TASK ITEM:
Reproduce verbatim only the lines from the one containing "Query: union jack umbrella" through the last line below, both included.

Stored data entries
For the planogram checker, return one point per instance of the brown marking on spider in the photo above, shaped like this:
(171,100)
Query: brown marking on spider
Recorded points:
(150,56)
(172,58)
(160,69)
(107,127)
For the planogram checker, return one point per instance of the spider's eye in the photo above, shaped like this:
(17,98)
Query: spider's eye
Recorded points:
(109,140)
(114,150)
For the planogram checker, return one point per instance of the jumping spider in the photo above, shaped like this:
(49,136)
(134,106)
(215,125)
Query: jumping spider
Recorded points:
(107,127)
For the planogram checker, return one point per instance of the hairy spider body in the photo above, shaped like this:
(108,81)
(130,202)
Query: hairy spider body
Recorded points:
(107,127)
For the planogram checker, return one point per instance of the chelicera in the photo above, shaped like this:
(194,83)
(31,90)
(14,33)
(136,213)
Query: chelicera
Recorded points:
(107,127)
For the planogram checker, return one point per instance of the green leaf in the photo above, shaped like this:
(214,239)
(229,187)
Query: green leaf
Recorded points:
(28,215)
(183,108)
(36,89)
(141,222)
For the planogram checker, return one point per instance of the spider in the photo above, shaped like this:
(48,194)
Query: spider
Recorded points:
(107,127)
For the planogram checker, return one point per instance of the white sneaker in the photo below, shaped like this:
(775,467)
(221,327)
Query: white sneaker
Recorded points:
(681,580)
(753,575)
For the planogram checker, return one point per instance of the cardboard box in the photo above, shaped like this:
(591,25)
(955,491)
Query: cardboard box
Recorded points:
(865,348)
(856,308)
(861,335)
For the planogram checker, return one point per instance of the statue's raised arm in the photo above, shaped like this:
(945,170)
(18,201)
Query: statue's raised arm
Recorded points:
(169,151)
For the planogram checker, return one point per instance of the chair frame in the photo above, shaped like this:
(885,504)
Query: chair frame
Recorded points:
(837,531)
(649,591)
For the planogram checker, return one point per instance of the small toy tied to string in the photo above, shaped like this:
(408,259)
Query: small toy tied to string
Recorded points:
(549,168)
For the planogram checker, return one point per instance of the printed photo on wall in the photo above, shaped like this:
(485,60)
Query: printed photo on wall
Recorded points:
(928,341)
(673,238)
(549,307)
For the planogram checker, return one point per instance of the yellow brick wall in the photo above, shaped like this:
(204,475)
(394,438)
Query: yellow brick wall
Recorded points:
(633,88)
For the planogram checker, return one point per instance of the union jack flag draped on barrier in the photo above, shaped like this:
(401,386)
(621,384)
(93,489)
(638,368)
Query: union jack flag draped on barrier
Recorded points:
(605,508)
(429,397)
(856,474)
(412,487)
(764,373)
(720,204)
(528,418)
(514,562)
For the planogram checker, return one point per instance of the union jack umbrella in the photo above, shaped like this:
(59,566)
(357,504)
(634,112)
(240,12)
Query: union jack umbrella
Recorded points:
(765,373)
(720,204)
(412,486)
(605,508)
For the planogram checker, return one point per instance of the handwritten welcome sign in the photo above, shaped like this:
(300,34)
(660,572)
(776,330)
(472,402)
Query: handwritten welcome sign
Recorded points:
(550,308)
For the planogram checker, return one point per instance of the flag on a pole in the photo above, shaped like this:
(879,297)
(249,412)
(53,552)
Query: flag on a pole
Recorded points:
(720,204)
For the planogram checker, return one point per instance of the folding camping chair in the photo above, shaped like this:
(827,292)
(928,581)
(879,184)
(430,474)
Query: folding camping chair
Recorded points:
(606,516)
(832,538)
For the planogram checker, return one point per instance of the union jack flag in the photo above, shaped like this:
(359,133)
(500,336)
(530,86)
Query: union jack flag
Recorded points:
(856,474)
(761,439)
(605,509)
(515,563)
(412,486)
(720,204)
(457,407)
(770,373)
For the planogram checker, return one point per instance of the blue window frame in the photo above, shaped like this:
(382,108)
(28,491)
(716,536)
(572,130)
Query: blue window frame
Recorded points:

SOLUTION:
Query: union jack umbrella
Recorded points:
(765,373)
(720,204)
(412,486)
(605,508)
For the planogram checker, return one point per instance of the handwritten welcome sign in the photo above, shaped like this:
(300,34)
(660,572)
(776,330)
(472,402)
Query: handwritten welcome sign
Recorded points:
(550,308)
For the planogram checker, return one point per instance of the flag on a pole in the photo above, shaped like this:
(879,297)
(249,412)
(53,552)
Query: flag on a pole
Recorded points:
(720,204)
For the planogram checker, return one point per instance of the folding camping chair in the photo above, shaped like this:
(827,292)
(928,581)
(879,184)
(430,474)
Query: folding camping chair
Recorded points:
(606,516)
(832,538)
For the planogram checker, return one point per instance of the union jack flag in the photo above, shaped like this:
(359,133)
(500,336)
(530,86)
Query: union jack flag
Recorded points:
(856,474)
(761,439)
(605,509)
(515,563)
(412,486)
(720,204)
(457,407)
(770,373)
For the planogram checker, return one point per instance of the blue window frame in the photo above, shaped like this:
(382,108)
(28,491)
(716,536)
(572,130)
Query: blue window frame
Recorded points:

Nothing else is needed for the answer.